WHAT THE TASK REQUIRES ::
Rewrite the listing below, changing every "marker" to "pin" and leaving all else as it is.

RECORDS SUPPLIED ::
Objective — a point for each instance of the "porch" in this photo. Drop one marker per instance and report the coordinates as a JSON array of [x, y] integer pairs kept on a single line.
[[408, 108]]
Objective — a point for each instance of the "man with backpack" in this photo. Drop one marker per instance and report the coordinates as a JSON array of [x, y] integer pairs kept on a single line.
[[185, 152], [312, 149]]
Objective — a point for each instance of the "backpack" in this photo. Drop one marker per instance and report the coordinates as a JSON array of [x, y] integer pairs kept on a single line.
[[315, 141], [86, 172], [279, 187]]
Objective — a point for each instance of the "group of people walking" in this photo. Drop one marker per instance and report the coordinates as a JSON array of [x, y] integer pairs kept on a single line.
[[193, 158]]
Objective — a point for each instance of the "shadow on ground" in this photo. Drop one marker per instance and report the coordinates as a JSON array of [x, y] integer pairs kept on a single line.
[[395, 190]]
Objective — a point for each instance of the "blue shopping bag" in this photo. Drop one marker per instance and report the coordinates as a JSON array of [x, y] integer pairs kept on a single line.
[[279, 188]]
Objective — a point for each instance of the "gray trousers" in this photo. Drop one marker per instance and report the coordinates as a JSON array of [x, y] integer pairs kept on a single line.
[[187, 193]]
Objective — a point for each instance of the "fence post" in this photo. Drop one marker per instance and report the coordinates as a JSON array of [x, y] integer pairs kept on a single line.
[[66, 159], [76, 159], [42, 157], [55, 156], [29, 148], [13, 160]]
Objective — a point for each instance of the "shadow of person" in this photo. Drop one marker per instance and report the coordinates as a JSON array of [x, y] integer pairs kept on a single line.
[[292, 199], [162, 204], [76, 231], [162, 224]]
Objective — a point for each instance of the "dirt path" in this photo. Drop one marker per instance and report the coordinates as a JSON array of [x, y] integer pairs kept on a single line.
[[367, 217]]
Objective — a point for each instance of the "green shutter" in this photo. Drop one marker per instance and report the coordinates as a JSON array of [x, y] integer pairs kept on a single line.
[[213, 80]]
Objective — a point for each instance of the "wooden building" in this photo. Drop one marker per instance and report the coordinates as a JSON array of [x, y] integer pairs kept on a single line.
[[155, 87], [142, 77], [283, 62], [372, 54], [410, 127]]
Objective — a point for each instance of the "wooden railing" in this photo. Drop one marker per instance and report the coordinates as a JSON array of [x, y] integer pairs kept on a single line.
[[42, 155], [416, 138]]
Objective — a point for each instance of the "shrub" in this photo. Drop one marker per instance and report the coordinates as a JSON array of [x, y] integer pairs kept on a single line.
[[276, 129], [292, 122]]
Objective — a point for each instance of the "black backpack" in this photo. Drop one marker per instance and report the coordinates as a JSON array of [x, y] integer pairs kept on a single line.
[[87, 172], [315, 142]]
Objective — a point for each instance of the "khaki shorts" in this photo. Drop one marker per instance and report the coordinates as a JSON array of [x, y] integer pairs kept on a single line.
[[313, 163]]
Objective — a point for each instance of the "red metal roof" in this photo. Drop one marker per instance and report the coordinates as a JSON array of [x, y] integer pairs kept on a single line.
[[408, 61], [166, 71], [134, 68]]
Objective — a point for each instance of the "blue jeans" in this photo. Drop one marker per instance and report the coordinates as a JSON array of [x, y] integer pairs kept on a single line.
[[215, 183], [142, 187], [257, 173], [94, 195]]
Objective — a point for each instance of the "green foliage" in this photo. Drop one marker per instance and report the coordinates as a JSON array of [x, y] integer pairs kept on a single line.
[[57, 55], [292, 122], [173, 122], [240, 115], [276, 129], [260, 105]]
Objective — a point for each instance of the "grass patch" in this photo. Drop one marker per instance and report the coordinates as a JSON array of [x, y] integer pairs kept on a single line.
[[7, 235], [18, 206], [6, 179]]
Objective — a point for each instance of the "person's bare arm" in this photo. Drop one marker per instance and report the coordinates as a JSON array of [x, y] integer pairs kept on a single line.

PROBLEM SOLUTION ::
Objective — a point for each instance of the "porch" in this photo. Drop one pin per instance and report the coordinates as a JSON array of [x, y] integer pairs kept on a single line.
[[408, 108]]
Objective — a point for each instance of the "man with backpack" in this photo. Drop one pin per instance and report the coordinates as a JSON array of [x, y] integer pairs kept on a single line.
[[185, 152], [312, 149]]
Objective — a point for each instance of the "backpack" in this photo. Drop one pin per instance and report the coordinates as a JSON array of [x, y] integer pairs kept on a single line.
[[315, 141], [86, 172], [279, 187]]
Objective — a point for each instance of the "group of people walking" in this photo. Drop one pin per instance and report the coordinates as a JSON array of [x, y] integer pairs kept on a single line.
[[193, 158]]
Objective — a point for each instance of the "shadow on ground" in this photo. Drop one pin per instance and report the coordinates as a JSON array of [x, y] integer pairs kept on a single line.
[[395, 190]]
Objective — a point for each instance of the "blue shopping bag" in this photo. Drop one pin per instance and report the coordinates as a JSON array of [x, y] integer pairs kept on a single line.
[[279, 188]]
Objective — a point for each instance of the "gray trousers" in this photo. Drop one pin per instance and report the coordinates as a JSON array of [x, y] integer pairs kept on a single line.
[[187, 193]]
Objective — a point for each instance of the "fence post" in this photo. Drop one pin per instance and report the coordinates as a JSON array of [x, y] integer pairs kept on a single line.
[[66, 159], [76, 159], [42, 157], [55, 156], [29, 148], [13, 160]]
Objective — a point for each instance of the "shadow of person" in this photo. Drop one pin per instance and report the coordinates as a JSON array of [x, y] integer pairs kept on a single line.
[[292, 199], [162, 204], [76, 231], [162, 224]]
Objective — a point for each instance of the "dirt path" in this photo. Drop one pin per instance and report the coordinates as a JSON array of [x, y] integer pairs kept on a single line.
[[367, 217]]
Objective — a point for each instance of the "green shutter" in this photo. Drop one pin per instance and report the coordinates as a JSON array of [x, y] integer pairs kept on a single line.
[[213, 80]]
Objective — a point for each instance of the "wooden building" in this photo. Drop one pin per instance and report the coordinates as a JSON array of [x, y] integer pairs kept on a single line.
[[155, 87], [142, 77], [283, 62], [372, 54], [410, 127]]
Objective — a point for each instance of the "wooden railing" in this photo. Drop one pin per instance and report the coordinates as a JSON array of [x, y] integer pairs kept on a single line.
[[42, 155], [416, 138]]
Objective — a point for each instance of the "shrub" in this photo. Drop one pin per instance and report the coordinates as a JSON array of [x, y] integer pairs kept on a single line.
[[276, 129], [292, 122]]
Objective — a point for each instance of the "black backpack" in this photo. Drop one pin per instance and report the coordinates as a JSON array of [x, y] integer pairs kept on a single line.
[[87, 172], [315, 142]]
Objective — a point for each instance of the "khaki shorts" in this photo. Drop one pin per instance and report the coordinates as a JSON array of [x, y] integer pairs kept on a single line.
[[313, 163]]
Objective — a point for each instance of the "red metal roof" in this photo. Drop one pin per instance and report the coordinates as a JSON array of [x, y] integer pairs kept on a single line.
[[408, 61], [166, 71], [134, 68]]
Objective — a point for each instance of the "blue jeans" in this photo. Drop one pin per instance and report the coordinates as a JSON array of [x, y] integer pairs kept on a single line.
[[215, 183], [142, 187], [257, 173], [94, 195]]
Objective — a point for each instance of the "green foliage" in this photo. Drop one pin per instance and report the coordinates as a JSON array of [x, y] integer pairs kept on a single line.
[[57, 55], [292, 122], [173, 122], [240, 115], [276, 129], [260, 105]]
Objective — a point for each instance of the "grass patch" in this photo. Drop one pin per instance and report the coordinates as a JSON array of [x, y] integer pairs kept on a single line.
[[7, 235], [18, 206], [6, 179]]
Objective — a point for each instance of the "person's bare arm" in this photo. Drop one pin per instance and report the coordinates as a JSON array of [x, y] integer pairs kept on a single line.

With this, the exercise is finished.